● Written problem:
Count the lines in the listing below that contain the string "green", treating case as significant, and give only the number.

(Position annotation records)
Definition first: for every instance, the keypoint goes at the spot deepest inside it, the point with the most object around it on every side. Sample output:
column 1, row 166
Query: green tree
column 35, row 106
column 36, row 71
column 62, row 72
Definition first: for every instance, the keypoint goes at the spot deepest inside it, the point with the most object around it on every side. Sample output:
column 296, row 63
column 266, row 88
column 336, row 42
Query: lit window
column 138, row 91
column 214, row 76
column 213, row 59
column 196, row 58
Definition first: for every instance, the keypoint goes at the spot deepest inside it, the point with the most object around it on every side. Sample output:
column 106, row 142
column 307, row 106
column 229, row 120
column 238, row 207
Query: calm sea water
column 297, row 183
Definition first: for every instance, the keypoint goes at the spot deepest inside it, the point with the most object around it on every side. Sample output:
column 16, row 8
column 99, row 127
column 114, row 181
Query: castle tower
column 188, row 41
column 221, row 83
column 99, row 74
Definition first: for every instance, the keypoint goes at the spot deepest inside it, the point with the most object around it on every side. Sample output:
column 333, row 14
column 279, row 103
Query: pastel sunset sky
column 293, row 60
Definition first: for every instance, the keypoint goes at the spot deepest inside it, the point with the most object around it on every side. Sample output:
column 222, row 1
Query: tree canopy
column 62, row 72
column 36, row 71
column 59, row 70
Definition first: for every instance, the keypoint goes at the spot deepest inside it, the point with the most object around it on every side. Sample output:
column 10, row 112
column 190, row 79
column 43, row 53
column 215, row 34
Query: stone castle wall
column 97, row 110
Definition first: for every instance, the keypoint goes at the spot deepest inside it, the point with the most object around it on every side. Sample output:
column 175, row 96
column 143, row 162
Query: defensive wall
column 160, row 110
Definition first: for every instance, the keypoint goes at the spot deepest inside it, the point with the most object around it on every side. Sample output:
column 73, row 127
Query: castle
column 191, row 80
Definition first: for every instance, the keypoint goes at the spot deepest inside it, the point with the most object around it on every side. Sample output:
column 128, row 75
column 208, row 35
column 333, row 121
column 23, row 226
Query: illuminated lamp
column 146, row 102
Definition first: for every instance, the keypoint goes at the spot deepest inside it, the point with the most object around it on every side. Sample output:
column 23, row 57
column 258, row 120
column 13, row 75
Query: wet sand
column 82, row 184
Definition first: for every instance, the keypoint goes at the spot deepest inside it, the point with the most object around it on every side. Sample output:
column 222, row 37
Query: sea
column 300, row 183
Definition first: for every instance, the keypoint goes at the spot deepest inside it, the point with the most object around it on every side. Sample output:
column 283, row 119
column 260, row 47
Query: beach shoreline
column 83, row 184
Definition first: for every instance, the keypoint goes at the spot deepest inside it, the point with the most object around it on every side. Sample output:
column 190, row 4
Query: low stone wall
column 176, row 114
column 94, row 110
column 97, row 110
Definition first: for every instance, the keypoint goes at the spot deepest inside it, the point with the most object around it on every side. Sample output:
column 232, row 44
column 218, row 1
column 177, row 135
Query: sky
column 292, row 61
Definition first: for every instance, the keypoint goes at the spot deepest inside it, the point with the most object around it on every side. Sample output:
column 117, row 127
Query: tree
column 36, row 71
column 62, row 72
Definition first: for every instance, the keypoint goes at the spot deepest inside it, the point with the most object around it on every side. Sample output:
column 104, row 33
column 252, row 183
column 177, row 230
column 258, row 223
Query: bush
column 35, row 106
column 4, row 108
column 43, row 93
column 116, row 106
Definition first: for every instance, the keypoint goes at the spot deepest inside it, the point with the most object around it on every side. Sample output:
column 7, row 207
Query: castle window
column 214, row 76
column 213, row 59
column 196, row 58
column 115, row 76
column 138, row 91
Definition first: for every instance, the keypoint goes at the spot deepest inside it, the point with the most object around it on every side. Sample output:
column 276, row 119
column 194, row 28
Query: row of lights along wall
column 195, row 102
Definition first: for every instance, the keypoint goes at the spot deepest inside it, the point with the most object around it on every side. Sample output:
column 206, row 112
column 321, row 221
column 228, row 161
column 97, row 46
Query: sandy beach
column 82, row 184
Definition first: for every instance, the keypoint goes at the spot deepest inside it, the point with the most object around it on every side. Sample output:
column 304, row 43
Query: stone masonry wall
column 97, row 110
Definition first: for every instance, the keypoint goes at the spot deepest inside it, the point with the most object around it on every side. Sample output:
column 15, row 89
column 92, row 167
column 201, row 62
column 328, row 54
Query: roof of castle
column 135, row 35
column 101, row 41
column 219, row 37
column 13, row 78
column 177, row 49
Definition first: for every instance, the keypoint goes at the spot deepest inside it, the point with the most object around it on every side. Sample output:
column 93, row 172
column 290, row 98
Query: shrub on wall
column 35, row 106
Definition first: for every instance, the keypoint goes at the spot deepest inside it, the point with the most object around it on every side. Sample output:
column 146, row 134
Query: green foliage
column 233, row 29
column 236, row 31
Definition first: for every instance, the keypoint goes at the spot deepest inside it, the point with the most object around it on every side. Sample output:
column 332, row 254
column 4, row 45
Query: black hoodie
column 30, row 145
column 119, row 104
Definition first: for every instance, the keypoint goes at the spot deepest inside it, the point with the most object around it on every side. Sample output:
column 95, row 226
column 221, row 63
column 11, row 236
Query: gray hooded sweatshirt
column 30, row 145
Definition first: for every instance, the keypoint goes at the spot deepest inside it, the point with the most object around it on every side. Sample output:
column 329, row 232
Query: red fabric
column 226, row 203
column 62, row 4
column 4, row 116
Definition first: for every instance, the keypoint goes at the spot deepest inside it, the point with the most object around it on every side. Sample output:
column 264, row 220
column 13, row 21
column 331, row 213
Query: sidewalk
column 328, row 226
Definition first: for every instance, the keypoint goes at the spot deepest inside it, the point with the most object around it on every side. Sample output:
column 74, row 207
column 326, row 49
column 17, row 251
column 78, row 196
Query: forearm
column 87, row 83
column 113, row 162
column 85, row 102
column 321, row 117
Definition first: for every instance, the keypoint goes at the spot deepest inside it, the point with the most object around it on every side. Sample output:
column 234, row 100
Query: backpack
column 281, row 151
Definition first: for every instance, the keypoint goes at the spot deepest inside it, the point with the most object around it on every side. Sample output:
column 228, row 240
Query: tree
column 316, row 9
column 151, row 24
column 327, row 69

● Output for this task:
2